Each line below needs to be printed again exactly.

(Data records):
++++++

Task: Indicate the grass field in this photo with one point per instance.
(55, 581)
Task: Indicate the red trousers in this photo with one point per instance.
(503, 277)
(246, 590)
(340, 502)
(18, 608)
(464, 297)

++++++

(Written reply):
Task: Indicate the grass field in this photo with one point per instance.
(55, 581)
Task: Indicate the red trousers in this photo with one point per instance.
(503, 277)
(246, 590)
(340, 502)
(18, 608)
(464, 297)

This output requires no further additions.